- [REQUIRED WORK]:
Locate each line in the rows below that contains the string "shirt", and copy every such line in full.

(Entries from a dataset)

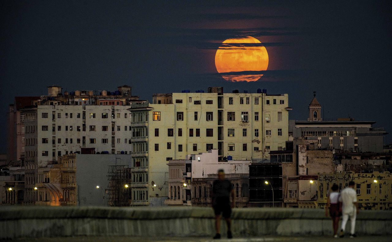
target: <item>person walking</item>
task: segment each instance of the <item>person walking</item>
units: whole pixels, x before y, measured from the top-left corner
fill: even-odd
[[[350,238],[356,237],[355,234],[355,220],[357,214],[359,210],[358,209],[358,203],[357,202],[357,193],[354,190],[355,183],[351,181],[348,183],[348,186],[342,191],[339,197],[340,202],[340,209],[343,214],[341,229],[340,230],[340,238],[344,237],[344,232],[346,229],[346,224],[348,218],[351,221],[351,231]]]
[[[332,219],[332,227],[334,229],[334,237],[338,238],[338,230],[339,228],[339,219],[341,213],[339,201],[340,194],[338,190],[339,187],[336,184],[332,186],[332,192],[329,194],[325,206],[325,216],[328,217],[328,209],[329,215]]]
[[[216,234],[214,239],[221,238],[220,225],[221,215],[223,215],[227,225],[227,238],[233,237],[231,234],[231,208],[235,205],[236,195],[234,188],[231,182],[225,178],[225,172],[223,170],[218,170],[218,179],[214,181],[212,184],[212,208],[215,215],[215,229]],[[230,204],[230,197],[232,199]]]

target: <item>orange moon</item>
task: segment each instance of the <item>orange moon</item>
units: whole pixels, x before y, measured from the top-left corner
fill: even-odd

* * *

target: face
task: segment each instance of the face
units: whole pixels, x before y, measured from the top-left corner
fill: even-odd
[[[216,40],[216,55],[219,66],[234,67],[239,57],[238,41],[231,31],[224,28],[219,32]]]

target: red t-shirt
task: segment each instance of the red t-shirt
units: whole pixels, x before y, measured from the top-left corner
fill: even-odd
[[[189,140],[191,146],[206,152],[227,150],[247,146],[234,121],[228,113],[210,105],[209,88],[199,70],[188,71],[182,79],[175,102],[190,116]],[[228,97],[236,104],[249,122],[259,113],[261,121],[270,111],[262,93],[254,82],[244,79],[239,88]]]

- [RESULT FOR THIS EXERCISE]:
target: red t-shirt
task: segment each instance of the red t-shirt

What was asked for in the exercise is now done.